**** Extracted text

Portable Oxygen Benefits


Charles R. Swindoll once said that life is 10% what happens to you and 90% of how you react to it. That’s true when it comes to living with a lung disease that requires using supplemental oxygen. There are things you can do to make coping with the disease easier. Oxygen provides many benefits, and now with portable oxygen concentrators, you can breathe easier while maintaining your freedom and independence.

portable oxygen benefits - exerciseIncreases Survival

Supplemental oxygen, worn at least 15 hours a day [1], increases survival in some patients. And today’s portable oxygen technology allows you to utilize portable oxygen therapy 24 hours a day, 7 days a week, anytime, anywhere.

Improves Exercise Tolerance 

Studies show that using supplemental oxygen during exercise allows you to exercise longer, at a higher intensity, which means you’ll reap greater rewards for all your efforts. [2]

Improves Mental Alertness

Are you in a mental fog? When you’re not getting enough oxygen, every organ of your body is affected, including your brain. Confusion is the first sign that people with lung disease may not be getting enough oxygen [3]. Using supplemental oxygen keeps your brain, and all your other vital organs, healthy.

portable oxygen benefits - better sleepA Better Night’s Sleep

Oxygen saturation levels tend to drop during sleep, even in people with healthy lungs. When you have COPD or another chronic lung disease, transient nocturnal desaturation may interfere with a restful night’s sleep and lead to some pretty significant health problems [4]. If your sleep patterns are frequently disrupted, talk to your doctor about having an overnight oximetry test. You may benefit from supplemental oxygen during sleep, which will help you get the rest you need.

********

# Exercise set:
a. List every benefit of supplemental oxygen that the portable oxygen text gives as a section heading.
b. Return the part of the portable oxygen text starting with "Charles R. Swindoll" and going on through "freedom and independence.", copied word for word.

**** Excerpted records

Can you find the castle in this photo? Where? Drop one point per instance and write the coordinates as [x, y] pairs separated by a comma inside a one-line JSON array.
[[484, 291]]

********
**** Excerpted records

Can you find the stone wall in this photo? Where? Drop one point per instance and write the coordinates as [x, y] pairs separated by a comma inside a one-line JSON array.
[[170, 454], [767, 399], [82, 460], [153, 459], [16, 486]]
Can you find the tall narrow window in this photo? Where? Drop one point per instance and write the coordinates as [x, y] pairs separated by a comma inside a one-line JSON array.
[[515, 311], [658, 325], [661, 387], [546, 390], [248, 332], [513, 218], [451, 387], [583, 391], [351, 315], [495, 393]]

********

# Solutions to the tasks:
a.
Increases Survival
Improves Exercise Tolerance
Improves Mental Alertness
A Better Night's Sleep

b.
Charles R. Swindoll once said that life is 10% what happens to you and 90% of how you react to it. That’s true when it comes to living with a lung disease that requires using supplemental oxygen. There are things you can do to make coping with the disease easier. Oxygen provides many benefits, and now with portable oxygen concentrators, you can breathe easier while maintaining your freedom and independence.